**CHALLENGE**
Turn the rows, starting at the line that contains "the blue jeans?" and ending at the last line of the rows, into a numbered list with no blank lines. Leave the pictures out.

**DATA EXTRACT**
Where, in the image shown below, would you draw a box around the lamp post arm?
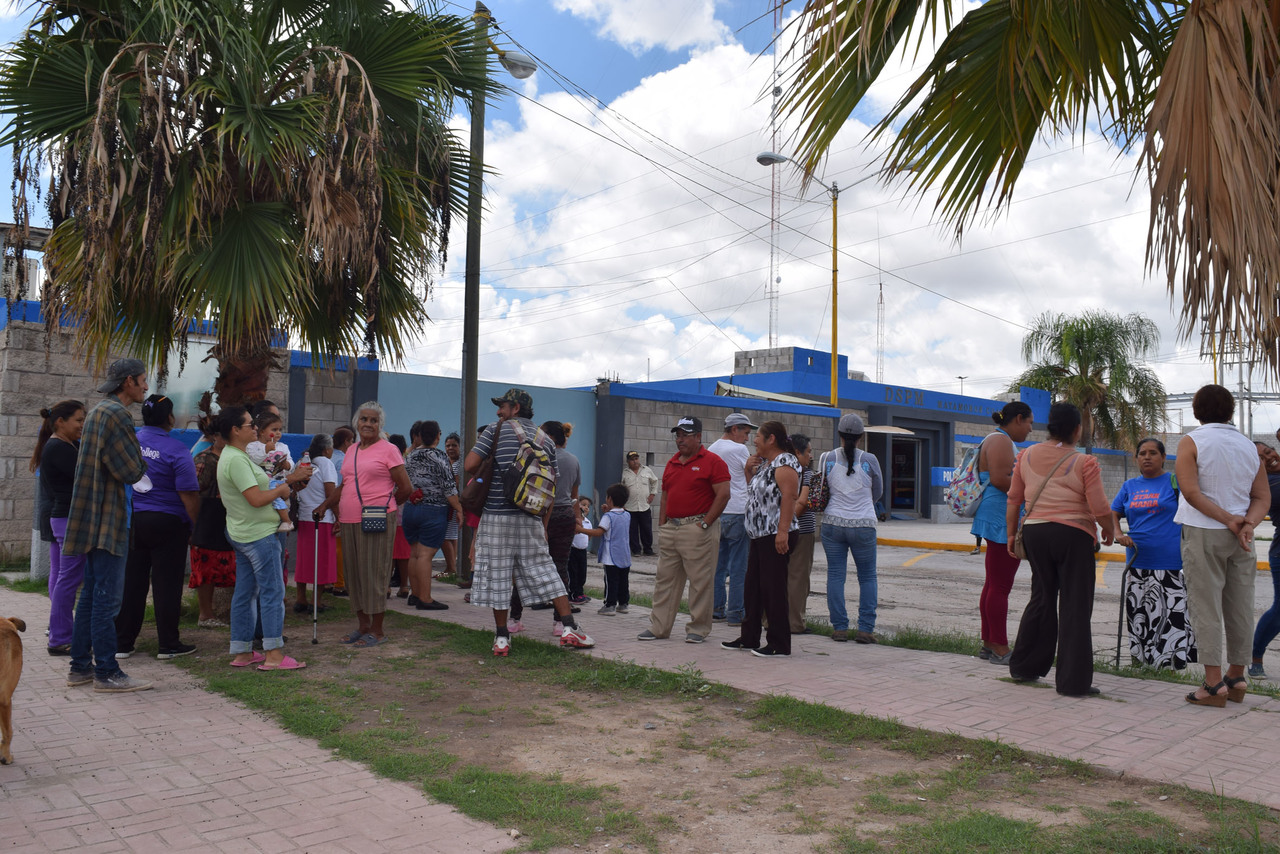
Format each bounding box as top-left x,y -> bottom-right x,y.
827,181 -> 840,410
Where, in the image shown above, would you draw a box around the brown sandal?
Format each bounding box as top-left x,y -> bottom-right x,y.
1187,682 -> 1226,708
1222,676 -> 1249,703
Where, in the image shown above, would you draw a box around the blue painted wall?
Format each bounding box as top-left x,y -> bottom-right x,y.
378,371 -> 595,494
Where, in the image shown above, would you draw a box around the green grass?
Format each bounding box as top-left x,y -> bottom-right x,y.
582,588 -> 689,613
0,567 -> 49,597
750,694 -> 1094,778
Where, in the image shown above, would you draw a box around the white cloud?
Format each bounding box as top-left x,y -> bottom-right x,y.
554,0 -> 728,54
396,8 -> 1239,440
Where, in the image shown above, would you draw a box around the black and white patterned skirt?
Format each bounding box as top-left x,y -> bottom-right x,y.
1124,567 -> 1197,670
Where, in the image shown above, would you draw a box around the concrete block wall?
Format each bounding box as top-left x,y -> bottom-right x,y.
617,396 -> 844,501
293,367 -> 357,433
0,321 -> 135,560
733,347 -> 795,373
0,321 -> 289,560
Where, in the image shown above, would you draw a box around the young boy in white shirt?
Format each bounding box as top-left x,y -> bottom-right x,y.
573,484 -> 631,617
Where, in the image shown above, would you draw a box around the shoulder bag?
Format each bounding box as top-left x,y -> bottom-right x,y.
1014,451 -> 1075,561
809,452 -> 836,513
351,443 -> 390,534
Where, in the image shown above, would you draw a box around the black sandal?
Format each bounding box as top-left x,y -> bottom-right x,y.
1222,676 -> 1249,703
1187,681 -> 1226,708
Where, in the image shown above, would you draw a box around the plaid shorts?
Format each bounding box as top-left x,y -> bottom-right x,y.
471,512 -> 564,611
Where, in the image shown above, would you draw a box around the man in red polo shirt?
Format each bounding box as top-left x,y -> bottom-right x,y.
639,415 -> 728,644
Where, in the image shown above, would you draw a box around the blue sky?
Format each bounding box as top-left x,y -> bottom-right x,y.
0,0 -> 1249,430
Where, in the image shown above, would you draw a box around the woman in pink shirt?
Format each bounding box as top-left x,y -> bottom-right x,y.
325,401 -> 413,647
1005,403 -> 1115,697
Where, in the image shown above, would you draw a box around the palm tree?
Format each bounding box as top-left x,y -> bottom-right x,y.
1009,311 -> 1165,452
777,0 -> 1280,369
0,0 -> 493,405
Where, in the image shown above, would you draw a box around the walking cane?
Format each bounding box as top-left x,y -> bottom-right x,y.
1116,545 -> 1138,668
311,522 -> 320,644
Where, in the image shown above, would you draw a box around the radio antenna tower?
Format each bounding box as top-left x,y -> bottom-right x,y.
876,214 -> 884,385
764,0 -> 782,350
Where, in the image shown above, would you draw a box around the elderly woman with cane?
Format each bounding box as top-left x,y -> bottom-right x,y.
1111,439 -> 1196,670
330,401 -> 413,648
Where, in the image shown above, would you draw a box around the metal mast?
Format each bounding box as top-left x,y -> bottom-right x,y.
764,0 -> 782,350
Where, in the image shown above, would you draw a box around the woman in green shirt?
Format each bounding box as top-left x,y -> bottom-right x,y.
218,406 -> 311,670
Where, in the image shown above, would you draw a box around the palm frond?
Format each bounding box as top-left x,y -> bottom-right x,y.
1143,0 -> 1280,378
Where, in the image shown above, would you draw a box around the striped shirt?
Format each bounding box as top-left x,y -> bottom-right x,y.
63,394 -> 147,556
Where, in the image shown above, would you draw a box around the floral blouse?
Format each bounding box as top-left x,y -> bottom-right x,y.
746,453 -> 803,539
404,448 -> 458,504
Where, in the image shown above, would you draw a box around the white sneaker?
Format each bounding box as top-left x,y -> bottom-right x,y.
561,626 -> 595,649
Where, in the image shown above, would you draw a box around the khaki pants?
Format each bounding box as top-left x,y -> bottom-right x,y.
787,534 -> 818,635
1181,525 -> 1258,667
649,520 -> 719,638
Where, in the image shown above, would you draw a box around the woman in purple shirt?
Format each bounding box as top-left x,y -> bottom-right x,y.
115,394 -> 200,659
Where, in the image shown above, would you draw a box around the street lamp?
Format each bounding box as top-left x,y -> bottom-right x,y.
462,1 -> 538,453
458,0 -> 538,577
755,151 -> 876,410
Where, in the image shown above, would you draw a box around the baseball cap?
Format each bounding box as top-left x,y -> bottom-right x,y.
671,415 -> 703,433
489,388 -> 534,410
836,412 -> 867,435
97,359 -> 147,394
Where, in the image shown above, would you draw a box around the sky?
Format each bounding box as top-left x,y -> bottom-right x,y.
0,0 -> 1264,433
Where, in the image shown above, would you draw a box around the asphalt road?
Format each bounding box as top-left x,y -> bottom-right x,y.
599,543 -> 1280,670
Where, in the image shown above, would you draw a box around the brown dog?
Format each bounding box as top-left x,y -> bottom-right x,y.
0,617 -> 27,766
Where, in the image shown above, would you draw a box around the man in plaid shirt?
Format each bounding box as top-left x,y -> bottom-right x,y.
63,359 -> 151,693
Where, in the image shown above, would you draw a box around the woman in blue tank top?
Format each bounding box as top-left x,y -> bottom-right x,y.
970,401 -> 1032,666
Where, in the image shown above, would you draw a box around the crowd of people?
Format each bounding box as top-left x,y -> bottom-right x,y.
972,385 -> 1280,708
31,359 -> 1280,707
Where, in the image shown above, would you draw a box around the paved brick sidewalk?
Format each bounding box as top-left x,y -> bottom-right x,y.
419,585 -> 1280,808
0,588 -> 511,854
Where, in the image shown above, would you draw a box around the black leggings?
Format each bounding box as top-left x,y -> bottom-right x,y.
1009,522 -> 1096,695
115,510 -> 191,652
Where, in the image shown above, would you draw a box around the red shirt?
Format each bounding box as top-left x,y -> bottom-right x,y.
662,446 -> 728,519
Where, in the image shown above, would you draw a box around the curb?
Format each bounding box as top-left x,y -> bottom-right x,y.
876,536 -> 1271,572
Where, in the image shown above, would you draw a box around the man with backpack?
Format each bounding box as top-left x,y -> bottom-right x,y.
465,388 -> 595,656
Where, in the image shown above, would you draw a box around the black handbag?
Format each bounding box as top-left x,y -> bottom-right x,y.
351,444 -> 390,534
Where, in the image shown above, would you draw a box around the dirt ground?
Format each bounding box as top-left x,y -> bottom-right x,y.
177,606 -> 1259,854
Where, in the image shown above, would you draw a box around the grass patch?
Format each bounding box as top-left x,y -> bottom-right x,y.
582,588 -> 689,613
0,566 -> 49,597
1093,654 -> 1280,698
881,626 -> 982,656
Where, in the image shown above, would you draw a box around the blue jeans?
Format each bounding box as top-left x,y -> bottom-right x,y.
712,513 -> 751,622
1253,539 -> 1280,661
72,548 -> 125,680
822,525 -> 877,631
227,534 -> 284,656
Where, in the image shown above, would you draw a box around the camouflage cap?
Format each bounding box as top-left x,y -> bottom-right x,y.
489,388 -> 534,410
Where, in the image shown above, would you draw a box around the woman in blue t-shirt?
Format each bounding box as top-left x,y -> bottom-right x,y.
1111,439 -> 1196,670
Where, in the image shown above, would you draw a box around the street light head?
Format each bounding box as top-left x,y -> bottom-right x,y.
498,50 -> 538,81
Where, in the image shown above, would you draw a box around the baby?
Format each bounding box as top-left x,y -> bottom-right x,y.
244,412 -> 293,534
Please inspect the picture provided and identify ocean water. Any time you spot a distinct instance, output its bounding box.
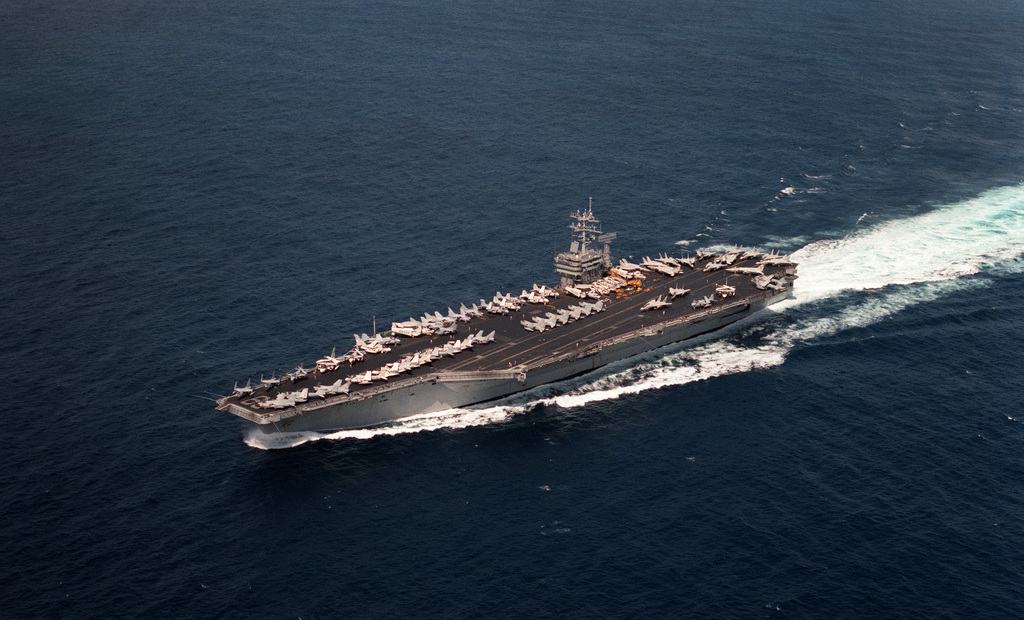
[0,0,1024,619]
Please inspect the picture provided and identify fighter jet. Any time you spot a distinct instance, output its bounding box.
[640,295,672,312]
[725,263,765,276]
[285,364,309,383]
[690,295,715,309]
[473,329,497,344]
[391,318,423,336]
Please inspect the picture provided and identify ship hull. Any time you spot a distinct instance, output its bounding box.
[243,289,792,435]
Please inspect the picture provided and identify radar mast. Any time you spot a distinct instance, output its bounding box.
[555,198,616,287]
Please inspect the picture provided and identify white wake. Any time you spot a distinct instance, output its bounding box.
[246,181,1024,448]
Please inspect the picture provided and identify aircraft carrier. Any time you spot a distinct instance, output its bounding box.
[217,206,797,435]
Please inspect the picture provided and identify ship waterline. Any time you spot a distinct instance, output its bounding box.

**SOLVED PROBLEM**
1. Where, in the image shown above, would you draw a box around the blue jeans?
2. Format each bounding box as top-left x,y -> bottom-right x,y.
3. 712,513 -> 751,622
4. 1253,539 -> 1280,661
5. 72,548 -> 125,680
6. 822,525 -> 877,631
7. 227,534 -> 284,656
8. Where, in the image shown above, would you draw a box around the camouflage cap?
9. Format each bounding box as top-left x,y -> bottom-right x,y.
10. 489,388 -> 534,410
11. Where, in the image shown above, would you draw a box around the woman in blue t-shirt?
12. Format each bounding box as top-left x,y -> bottom-right x,y.
13. 1111,439 -> 1196,670
14. Where, in the image shown above, would you draw a box around the street light head?
15. Format each bounding box as top-left x,y -> bottom-right x,y.
16. 498,50 -> 538,81
17. Where, in the image shown above, would you draw a box around the baby?
18. Format each bounding box as top-left x,y -> bottom-right x,y.
19. 244,412 -> 293,534
20. Please inspect the picture provided and identify ocean water. Any time you spot a distinct instance, output its bounding box.
21. [0,0,1024,619]
22. Please inspect the picture provided and identify fighter jet. Any time you spot a distinct instance, output its bounding box.
23. [640,295,672,312]
24. [725,263,765,276]
25. [285,364,309,383]
26. [690,295,715,309]
27. [473,329,497,344]
28. [391,318,423,336]
29. Please inspect the picture provided and identify ship hull. Any time you spot a distinct instance, output its bounding box.
30. [243,289,792,435]
31. Please inspect the picture provided and identify radar mast. Any time you spot a distinct instance, output its bounding box.
32. [555,198,616,287]
33. Please inspect the picture provided and identify white wake. Any time you spot a distinct instance, output its bounding box.
34. [246,181,1024,448]
35. Please inspect the picture provided and identify aircraft carrier. Any time you spot a distinct instance, output its bounding box.
36. [217,206,797,435]
37. Please inspect the picture provided and identify ship waterline. Any time you spot a distinct instance, output its bounding box.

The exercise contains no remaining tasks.